### Extracted data entries:
########

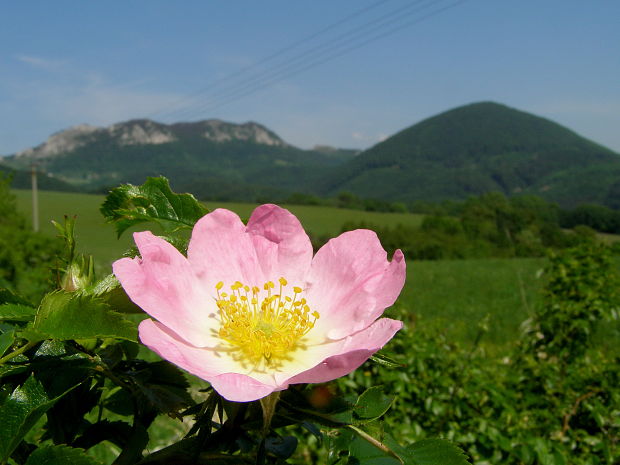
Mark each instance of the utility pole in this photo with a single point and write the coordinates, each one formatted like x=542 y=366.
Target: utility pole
x=35 y=198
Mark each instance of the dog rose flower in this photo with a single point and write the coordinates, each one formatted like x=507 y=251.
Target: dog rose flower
x=250 y=309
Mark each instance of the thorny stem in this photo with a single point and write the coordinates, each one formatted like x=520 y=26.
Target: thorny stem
x=17 y=352
x=375 y=442
x=269 y=408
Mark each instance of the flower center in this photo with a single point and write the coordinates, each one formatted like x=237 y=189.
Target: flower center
x=262 y=326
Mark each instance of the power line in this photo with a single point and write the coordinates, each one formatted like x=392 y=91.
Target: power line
x=270 y=57
x=218 y=105
x=344 y=43
x=314 y=53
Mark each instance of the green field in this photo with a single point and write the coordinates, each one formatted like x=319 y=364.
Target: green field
x=453 y=294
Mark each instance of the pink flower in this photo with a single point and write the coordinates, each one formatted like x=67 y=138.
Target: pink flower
x=250 y=309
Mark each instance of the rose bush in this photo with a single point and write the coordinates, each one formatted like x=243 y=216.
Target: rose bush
x=251 y=310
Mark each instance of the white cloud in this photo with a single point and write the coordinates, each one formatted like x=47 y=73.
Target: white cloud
x=41 y=63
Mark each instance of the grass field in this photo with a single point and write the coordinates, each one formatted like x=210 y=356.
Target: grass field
x=453 y=294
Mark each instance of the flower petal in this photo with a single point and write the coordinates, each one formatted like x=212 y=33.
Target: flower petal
x=208 y=364
x=164 y=285
x=351 y=352
x=221 y=250
x=351 y=282
x=282 y=246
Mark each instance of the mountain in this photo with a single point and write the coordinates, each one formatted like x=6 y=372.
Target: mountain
x=465 y=151
x=211 y=158
x=21 y=179
x=479 y=148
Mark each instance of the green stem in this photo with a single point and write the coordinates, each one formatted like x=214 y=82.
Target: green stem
x=17 y=352
x=375 y=442
x=269 y=408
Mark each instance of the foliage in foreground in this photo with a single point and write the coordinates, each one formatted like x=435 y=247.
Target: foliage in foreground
x=26 y=257
x=555 y=400
x=77 y=387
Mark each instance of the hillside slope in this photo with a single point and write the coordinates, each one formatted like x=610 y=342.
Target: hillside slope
x=479 y=148
x=212 y=158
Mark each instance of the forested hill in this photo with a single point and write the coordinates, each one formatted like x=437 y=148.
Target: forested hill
x=470 y=150
x=479 y=148
x=22 y=179
x=212 y=158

########

### ASSIGNED TASK:
Nothing may be altered when you restate the records, but every picture must be dropped.

### ANSWER TO THIS TASK:
Mark each instance of the utility pole in this photo with a single point and write the coordinates, each one formatted like x=542 y=366.
Target: utility pole
x=35 y=198
Mark each instance of the dog rose flower in this photo with a single point and write the coordinates, each one formatted like x=507 y=251.
Target: dog rose flower
x=250 y=309
Mark each instance of the thorny stem in this photo with a single point and write the coordinates, each one formatted like x=520 y=26.
Target: thorny stem
x=17 y=352
x=375 y=442
x=269 y=408
Mark each instance of the flower center in this photo with a single point and write the coordinates, each one formatted like x=237 y=189.
Target: flower center
x=262 y=326
Mark each instance of the power line in this photo with a single point and write the coordinates, each one formatted like x=392 y=91.
Target: power line
x=270 y=57
x=218 y=105
x=344 y=43
x=314 y=53
Mark each instance of the green field in this photo with a single point and write the coordinates, each one formatted like x=319 y=364.
Target: green field
x=453 y=294
Mark each instance of the pink flower in this photo with a single point and write the coordinates, each one formatted like x=67 y=138.
Target: pink flower
x=250 y=309
Mark each instance of the rose bush in this photo with a single point and write the coordinates, each one formatted like x=243 y=216.
Target: rose bush
x=251 y=310
Mark each instance of the white cloud in this photo with a single point and write the coordinates, each one formatted like x=47 y=73.
Target: white cloud
x=41 y=63
Mark each instance of the grass field in this photo with a single point and write the coordinates, each one formatted like x=210 y=356.
Target: grass field
x=453 y=294
Mark each instance of the flower petal in this photo with a single point and write the coordinates, each one formatted like x=212 y=33.
Target: flower petal
x=208 y=364
x=164 y=285
x=351 y=352
x=221 y=250
x=351 y=282
x=282 y=246
Mark each instance of the mountain in this photo with a single point and write the coordinates, each one formatted like x=6 y=372.
Target: mountain
x=465 y=151
x=211 y=158
x=21 y=179
x=479 y=148
Mark each instance of the green stem in this photo with a single point and write the coordinates, each one formatted like x=214 y=82.
Target: green stem
x=17 y=352
x=375 y=442
x=269 y=408
Mark each instance of the foliage in foreground in this photo with a single point and write the coordinates, each one formatted like x=435 y=247.
Target: foliage in foreground
x=26 y=257
x=555 y=400
x=77 y=387
Mark each instance of the hillside slope in this photo with a single point and write the coordinates, each one formatted like x=610 y=342.
Target: hillside slope
x=479 y=148
x=212 y=158
Mark each instance of the forested hill in this photo with a single point and write the coordinates, each one formatted like x=437 y=148.
Target: forested hill
x=470 y=150
x=479 y=148
x=22 y=179
x=212 y=158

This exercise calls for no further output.